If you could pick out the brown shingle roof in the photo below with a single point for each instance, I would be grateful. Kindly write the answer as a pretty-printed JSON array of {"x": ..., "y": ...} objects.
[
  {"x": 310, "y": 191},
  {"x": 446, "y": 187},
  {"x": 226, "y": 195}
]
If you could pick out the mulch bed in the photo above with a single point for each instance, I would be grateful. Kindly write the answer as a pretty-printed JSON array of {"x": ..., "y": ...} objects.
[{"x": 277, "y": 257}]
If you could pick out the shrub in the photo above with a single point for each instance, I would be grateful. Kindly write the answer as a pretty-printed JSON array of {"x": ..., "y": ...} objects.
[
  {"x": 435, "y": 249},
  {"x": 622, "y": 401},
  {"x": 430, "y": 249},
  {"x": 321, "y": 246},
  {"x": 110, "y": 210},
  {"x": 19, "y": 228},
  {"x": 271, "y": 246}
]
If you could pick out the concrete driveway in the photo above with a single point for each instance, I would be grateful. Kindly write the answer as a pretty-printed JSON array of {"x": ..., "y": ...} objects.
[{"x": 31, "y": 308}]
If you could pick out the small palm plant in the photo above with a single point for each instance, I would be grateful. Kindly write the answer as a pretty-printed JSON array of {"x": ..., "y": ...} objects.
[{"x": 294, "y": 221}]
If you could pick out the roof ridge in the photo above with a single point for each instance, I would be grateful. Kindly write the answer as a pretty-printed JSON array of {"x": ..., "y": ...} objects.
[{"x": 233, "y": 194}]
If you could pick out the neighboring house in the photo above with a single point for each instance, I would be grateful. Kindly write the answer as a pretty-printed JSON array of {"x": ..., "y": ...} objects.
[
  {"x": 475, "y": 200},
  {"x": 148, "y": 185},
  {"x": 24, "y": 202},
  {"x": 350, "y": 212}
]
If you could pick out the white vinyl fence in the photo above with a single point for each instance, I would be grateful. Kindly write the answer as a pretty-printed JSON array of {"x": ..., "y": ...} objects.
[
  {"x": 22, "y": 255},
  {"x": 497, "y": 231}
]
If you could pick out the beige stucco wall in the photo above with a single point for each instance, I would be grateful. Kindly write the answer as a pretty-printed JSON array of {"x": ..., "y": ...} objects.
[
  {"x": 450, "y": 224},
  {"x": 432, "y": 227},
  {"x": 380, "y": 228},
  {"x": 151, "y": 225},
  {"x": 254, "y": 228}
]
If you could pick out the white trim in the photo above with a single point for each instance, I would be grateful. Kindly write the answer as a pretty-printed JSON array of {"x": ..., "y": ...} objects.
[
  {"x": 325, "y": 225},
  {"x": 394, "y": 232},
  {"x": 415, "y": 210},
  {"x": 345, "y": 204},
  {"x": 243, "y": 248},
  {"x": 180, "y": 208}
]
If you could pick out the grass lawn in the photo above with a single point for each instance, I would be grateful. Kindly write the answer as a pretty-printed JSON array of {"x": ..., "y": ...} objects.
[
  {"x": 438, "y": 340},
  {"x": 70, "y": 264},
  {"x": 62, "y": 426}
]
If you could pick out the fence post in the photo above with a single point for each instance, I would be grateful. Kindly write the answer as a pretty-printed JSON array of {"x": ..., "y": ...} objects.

----

What needs to be done: Extract the complete set of records unchanged.

Correct response:
If you could pick out the brown shingle roof in the photo below with a single point for each instance, I would be grateful. Kindly write the answer as a pretty-printed JSON array of {"x": ..., "y": ...} objects.
[
  {"x": 310, "y": 191},
  {"x": 446, "y": 187},
  {"x": 226, "y": 195}
]
If you could pick out the mulch bed in the photo above with a single point for each instance, I would be grateful. Kindly write the answer as a pretty-printed JSON array of {"x": ..., "y": ...} objects.
[{"x": 277, "y": 257}]
If you could pick out the shrub in the photo above with a single point for each instance, I would be grateful. Kindly write the answer as a pretty-printed JSON array of {"x": ..., "y": ...} objects.
[
  {"x": 435, "y": 249},
  {"x": 622, "y": 401},
  {"x": 430, "y": 249},
  {"x": 321, "y": 246},
  {"x": 110, "y": 210},
  {"x": 19, "y": 228},
  {"x": 271, "y": 246}
]
If you could pick out the concrete driveway in the photo above with a single point for each instance, I would be grateful. Kindly write the answer as a pretty-printed JSON array of {"x": ..., "y": ...} objects.
[{"x": 31, "y": 308}]
If you could pick out the small palm plant in the photo above with a single point for each instance, I would be grateful. Kindly write the answer as a pretty-printed JSON array of {"x": ..., "y": ...} objects.
[{"x": 294, "y": 221}]
If you could pick out the roof ridge in the photo above with a single point for each instance, I would be grateful. Kindly write the answer as a pretty-printed JSON array of {"x": ..., "y": ...} objects.
[{"x": 233, "y": 194}]
If you could pick out the neighboring house in the photo above with a single point for each instance, I would be grateful. Kindly write the answer as a pretty-printed JSON array of {"x": ..., "y": ...} objects.
[
  {"x": 475, "y": 200},
  {"x": 148, "y": 185},
  {"x": 24, "y": 202},
  {"x": 350, "y": 212}
]
If you could pick out the white vinyl fence in the photo above with a single point for each instance, I would be grateful. Kindly write the answer as a pretty-printed JSON array of {"x": ..., "y": ...} objects.
[
  {"x": 22, "y": 255},
  {"x": 497, "y": 231}
]
If you could pick out the beige stucco wall in the photo above with a single point for each instance, I would be grateful. Kindly write the answer as a pretty-printed JSON array of {"x": ..., "y": ...} objects.
[
  {"x": 450, "y": 224},
  {"x": 432, "y": 227},
  {"x": 380, "y": 228},
  {"x": 151, "y": 225},
  {"x": 254, "y": 228}
]
If you could pick out the white trim in the photo above with a single point for each instance, I would be grateful. Kindly write the answer as a pretty-printed JSON array of {"x": ..., "y": ...} objects.
[
  {"x": 325, "y": 225},
  {"x": 394, "y": 232},
  {"x": 415, "y": 210},
  {"x": 345, "y": 204},
  {"x": 243, "y": 248},
  {"x": 180, "y": 208}
]
If you could pick out the grass lawn in the photo above with a single point for each instance, I would be grateful. Kindly write the answer as a pretty-printed JSON array of {"x": ..., "y": ...} objects.
[
  {"x": 438, "y": 340},
  {"x": 70, "y": 264},
  {"x": 62, "y": 426}
]
If you could pick out the fence post in the photo above with a single point for each instance, I would be grateful. Kindly write the answer as a pretty-printed JSON array of {"x": ..., "y": ...} objects.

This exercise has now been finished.